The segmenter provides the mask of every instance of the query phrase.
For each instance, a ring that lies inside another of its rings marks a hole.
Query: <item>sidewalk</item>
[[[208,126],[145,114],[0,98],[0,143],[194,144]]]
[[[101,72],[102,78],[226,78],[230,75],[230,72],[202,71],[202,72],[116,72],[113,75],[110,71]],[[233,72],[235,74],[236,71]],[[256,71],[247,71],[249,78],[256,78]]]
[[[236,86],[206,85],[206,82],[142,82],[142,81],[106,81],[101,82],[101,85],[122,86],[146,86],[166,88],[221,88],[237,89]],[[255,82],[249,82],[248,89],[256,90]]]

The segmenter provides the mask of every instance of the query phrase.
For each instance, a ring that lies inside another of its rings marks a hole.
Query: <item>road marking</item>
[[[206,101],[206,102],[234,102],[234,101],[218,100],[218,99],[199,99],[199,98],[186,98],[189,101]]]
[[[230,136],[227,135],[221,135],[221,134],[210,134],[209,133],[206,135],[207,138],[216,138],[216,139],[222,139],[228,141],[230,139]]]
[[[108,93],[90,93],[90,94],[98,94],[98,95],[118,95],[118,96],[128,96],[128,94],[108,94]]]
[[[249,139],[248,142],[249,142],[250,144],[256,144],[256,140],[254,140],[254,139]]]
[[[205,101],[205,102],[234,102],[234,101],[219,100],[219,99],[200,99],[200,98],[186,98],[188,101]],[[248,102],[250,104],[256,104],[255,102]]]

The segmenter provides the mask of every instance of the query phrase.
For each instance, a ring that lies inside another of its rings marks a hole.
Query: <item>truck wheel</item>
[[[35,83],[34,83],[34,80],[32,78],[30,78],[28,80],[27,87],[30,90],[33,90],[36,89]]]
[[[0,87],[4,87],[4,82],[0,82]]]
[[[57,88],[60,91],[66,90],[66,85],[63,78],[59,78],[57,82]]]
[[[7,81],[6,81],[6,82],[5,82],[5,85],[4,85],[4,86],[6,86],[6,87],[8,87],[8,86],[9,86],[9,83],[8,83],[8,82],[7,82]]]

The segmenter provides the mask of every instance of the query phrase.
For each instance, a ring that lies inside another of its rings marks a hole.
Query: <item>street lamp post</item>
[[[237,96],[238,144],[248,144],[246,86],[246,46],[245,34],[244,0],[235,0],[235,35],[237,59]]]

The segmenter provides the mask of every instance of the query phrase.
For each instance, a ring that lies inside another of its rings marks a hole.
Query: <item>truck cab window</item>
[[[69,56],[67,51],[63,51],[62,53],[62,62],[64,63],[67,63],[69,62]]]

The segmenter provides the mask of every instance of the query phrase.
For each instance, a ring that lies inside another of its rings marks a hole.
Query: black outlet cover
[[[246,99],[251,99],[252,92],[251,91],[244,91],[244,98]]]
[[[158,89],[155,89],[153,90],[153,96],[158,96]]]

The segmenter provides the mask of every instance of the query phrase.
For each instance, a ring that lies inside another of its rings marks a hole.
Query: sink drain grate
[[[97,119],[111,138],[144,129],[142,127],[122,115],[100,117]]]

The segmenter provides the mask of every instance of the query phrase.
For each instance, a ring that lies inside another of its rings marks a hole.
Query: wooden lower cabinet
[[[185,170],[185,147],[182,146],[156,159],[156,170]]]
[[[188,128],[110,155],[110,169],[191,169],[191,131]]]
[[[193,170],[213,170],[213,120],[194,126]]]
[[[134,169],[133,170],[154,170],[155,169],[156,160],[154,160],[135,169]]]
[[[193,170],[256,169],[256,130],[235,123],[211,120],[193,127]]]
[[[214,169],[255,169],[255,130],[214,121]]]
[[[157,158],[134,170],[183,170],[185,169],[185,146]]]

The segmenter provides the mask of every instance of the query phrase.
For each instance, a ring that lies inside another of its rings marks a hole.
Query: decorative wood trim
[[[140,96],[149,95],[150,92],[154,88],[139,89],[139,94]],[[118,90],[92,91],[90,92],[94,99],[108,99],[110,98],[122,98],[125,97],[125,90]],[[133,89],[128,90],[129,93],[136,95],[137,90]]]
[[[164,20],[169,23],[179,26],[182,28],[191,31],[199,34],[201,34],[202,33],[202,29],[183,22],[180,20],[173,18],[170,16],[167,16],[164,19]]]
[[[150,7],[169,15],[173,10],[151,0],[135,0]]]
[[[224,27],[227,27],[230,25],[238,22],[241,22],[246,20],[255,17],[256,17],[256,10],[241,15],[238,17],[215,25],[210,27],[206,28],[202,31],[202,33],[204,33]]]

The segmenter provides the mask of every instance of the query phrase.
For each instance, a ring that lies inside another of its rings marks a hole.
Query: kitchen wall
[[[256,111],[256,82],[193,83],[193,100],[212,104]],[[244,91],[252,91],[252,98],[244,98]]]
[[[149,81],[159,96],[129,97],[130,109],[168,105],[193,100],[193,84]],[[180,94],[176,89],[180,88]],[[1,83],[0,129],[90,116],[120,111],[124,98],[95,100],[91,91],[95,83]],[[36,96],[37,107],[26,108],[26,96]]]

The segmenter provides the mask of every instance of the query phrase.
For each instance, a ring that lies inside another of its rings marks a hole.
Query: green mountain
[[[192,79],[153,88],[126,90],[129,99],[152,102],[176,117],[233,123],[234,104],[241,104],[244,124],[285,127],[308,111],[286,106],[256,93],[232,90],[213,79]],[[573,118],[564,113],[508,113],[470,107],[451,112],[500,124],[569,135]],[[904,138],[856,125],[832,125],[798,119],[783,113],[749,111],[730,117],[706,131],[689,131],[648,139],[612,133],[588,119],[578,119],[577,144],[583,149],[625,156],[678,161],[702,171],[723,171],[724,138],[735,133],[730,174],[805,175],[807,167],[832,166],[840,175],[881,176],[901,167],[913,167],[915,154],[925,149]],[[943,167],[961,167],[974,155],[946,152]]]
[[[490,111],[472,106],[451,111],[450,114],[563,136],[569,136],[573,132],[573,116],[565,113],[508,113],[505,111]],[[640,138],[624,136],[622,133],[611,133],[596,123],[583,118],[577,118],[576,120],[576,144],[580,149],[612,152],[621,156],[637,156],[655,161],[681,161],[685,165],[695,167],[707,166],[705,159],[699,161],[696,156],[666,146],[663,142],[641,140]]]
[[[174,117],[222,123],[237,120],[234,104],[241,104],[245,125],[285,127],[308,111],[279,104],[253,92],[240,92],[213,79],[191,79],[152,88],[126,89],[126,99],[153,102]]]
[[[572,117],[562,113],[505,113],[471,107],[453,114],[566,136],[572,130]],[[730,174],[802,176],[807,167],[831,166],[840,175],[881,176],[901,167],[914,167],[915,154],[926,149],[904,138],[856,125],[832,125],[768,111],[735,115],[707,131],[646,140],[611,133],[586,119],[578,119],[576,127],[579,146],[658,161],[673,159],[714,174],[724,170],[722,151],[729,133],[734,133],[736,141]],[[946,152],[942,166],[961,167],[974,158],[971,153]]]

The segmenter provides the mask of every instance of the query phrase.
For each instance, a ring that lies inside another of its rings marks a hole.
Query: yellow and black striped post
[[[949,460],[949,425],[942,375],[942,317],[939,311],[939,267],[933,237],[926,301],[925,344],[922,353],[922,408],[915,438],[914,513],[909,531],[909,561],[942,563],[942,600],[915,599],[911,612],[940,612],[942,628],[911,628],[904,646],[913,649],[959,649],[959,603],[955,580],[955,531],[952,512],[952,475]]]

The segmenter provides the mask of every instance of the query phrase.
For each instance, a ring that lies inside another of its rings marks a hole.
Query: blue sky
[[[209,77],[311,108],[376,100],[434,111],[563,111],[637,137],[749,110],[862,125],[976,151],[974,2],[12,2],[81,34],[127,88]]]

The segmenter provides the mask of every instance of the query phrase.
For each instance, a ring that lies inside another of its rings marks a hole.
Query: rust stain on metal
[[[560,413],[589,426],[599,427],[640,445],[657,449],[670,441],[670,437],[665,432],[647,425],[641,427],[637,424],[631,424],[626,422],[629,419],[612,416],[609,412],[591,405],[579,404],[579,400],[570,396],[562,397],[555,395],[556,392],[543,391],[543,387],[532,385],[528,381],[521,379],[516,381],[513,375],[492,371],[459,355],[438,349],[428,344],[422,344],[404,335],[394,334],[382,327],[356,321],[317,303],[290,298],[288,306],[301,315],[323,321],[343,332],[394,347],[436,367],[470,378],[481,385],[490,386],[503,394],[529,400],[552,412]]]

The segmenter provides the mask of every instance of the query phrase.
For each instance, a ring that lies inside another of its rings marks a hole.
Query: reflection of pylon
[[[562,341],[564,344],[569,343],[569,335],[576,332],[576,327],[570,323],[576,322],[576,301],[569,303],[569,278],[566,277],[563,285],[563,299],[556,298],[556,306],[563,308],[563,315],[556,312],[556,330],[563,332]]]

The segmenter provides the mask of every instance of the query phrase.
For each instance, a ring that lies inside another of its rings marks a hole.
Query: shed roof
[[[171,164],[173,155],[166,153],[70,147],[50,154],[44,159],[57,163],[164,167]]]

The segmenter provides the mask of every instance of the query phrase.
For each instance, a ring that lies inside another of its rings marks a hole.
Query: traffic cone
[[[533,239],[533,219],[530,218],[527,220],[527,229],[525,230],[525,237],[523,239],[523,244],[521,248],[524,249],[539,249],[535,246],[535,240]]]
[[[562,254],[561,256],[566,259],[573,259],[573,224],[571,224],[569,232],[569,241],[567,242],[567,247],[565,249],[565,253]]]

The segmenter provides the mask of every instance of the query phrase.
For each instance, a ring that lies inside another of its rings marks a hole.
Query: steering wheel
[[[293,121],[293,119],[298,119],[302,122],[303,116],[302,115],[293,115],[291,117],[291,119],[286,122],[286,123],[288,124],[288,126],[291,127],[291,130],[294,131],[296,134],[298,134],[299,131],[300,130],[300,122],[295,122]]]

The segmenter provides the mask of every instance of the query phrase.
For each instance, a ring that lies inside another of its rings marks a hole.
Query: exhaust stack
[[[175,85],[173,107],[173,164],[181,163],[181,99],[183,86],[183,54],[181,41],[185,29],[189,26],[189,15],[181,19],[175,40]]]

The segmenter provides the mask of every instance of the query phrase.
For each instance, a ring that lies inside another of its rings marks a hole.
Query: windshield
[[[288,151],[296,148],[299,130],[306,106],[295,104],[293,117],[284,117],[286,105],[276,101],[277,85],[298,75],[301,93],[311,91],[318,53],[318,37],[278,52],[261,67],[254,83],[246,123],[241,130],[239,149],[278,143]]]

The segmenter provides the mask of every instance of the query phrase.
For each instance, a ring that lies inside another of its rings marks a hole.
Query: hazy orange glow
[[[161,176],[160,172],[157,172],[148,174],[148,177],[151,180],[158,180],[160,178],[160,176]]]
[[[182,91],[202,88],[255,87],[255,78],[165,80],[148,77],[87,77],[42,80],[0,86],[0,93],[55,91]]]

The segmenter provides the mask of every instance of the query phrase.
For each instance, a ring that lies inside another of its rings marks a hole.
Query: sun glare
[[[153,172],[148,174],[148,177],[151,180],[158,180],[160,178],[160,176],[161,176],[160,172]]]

### WRITTEN REQUEST
Pick out every line in the entries above that contains the word "black".

### ANSWER TO THIS PROBLEM
Query: black outlet cover
Query: yellow and black striped post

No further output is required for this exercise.